### Requirement
Your task is to reproduce exactly the lines from the line with "For the mapping" through the end of the records below.

### Data to process

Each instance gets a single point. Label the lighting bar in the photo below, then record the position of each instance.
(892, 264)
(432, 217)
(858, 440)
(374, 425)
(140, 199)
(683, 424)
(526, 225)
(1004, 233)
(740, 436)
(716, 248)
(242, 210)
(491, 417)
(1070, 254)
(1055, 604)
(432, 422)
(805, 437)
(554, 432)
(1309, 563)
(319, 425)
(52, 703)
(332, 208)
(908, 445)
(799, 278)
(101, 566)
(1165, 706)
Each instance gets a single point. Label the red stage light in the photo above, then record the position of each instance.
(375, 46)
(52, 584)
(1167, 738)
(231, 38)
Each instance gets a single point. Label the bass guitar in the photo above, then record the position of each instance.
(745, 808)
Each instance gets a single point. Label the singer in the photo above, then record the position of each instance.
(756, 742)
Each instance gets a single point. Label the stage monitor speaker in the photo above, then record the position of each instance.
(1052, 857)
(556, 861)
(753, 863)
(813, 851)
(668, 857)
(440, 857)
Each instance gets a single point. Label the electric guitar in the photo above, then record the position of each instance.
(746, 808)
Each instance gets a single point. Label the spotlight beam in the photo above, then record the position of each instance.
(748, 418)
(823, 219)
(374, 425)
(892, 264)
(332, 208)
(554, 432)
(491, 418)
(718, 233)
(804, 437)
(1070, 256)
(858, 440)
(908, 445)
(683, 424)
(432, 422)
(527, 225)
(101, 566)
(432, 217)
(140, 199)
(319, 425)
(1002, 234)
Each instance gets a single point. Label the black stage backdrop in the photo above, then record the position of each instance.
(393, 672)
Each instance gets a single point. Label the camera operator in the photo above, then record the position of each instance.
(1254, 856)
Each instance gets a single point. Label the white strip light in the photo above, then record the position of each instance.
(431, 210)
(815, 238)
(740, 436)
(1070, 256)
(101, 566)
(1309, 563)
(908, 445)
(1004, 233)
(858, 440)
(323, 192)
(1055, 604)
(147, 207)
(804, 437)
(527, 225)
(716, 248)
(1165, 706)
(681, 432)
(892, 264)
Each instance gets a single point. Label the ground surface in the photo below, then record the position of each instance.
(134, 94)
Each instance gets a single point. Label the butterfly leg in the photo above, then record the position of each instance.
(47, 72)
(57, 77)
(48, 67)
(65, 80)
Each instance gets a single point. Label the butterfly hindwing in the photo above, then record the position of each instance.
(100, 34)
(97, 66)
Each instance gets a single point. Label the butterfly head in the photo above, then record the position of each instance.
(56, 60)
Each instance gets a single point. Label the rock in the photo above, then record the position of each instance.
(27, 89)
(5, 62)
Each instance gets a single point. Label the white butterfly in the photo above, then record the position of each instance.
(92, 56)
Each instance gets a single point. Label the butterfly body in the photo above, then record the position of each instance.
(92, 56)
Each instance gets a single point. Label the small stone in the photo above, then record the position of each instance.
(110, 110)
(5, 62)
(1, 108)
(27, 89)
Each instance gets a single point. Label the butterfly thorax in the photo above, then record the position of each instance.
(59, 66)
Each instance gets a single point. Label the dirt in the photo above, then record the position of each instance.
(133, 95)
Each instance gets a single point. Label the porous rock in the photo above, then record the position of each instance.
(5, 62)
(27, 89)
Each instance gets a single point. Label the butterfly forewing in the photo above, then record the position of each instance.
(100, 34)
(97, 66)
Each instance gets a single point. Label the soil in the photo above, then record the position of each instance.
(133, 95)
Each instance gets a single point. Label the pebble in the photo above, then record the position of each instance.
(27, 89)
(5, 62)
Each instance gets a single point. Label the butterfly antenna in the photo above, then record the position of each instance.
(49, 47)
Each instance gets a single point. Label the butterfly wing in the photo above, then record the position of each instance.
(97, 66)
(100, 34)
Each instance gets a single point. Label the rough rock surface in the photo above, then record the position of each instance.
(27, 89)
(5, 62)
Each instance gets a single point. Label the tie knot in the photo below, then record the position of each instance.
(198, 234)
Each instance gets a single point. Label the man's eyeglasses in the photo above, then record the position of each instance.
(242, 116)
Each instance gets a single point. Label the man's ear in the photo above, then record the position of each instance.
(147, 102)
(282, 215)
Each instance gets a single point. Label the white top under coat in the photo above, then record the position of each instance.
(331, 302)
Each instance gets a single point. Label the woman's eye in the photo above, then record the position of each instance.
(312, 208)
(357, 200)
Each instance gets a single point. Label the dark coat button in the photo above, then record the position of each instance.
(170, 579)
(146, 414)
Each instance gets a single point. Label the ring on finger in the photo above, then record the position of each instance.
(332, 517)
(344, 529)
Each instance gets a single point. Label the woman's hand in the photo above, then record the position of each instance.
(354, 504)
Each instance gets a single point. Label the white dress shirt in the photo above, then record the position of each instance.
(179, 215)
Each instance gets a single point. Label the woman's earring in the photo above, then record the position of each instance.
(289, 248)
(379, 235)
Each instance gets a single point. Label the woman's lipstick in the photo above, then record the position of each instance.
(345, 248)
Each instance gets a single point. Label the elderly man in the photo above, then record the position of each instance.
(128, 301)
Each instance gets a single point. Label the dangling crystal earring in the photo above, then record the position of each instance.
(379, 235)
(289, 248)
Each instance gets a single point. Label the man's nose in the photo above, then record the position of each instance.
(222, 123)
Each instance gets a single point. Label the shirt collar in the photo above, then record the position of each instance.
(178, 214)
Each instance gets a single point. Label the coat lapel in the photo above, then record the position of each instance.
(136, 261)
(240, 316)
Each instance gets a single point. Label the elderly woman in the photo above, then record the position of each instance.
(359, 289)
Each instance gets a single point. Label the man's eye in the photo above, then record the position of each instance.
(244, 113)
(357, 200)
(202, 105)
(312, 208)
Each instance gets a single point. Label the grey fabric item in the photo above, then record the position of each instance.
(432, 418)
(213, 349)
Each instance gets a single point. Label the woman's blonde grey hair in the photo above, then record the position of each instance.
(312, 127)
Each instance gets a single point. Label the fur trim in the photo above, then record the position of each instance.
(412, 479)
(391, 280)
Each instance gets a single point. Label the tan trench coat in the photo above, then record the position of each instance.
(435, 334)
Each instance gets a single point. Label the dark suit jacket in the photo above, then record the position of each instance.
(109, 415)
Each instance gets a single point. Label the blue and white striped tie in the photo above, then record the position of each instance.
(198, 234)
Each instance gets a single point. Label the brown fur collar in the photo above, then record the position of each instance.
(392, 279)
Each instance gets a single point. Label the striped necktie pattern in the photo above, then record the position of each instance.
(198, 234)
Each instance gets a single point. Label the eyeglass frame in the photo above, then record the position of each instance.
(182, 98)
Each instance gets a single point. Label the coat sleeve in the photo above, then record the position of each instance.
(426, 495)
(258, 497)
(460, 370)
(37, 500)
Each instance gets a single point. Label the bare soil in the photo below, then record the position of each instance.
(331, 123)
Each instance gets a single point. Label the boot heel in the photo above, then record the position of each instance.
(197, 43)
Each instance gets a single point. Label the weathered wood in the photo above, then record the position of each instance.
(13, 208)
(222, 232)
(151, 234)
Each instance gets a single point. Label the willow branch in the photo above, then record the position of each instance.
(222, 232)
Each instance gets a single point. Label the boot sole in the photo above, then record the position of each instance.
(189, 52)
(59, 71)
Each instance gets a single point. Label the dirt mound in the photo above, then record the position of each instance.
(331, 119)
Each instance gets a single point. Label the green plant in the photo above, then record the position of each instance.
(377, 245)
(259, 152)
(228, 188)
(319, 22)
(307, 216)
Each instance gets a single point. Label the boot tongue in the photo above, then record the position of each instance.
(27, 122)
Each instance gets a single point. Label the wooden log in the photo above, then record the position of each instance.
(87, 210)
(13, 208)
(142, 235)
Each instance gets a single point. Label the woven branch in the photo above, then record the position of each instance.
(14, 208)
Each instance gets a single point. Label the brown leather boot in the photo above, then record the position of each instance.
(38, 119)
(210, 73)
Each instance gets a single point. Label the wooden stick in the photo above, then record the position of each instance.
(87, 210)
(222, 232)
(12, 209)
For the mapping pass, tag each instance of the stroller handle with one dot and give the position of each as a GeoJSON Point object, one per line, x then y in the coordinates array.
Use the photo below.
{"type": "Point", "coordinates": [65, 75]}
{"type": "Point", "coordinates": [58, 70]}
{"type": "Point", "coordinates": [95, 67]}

### Finished task
For the mapping pass, tag each instance of the stroller handle with one dot and give the position of each as a GeoJSON Point object, one per line, x then y in the coordinates array.
Use the photo below.
{"type": "Point", "coordinates": [65, 75]}
{"type": "Point", "coordinates": [58, 70]}
{"type": "Point", "coordinates": [95, 67]}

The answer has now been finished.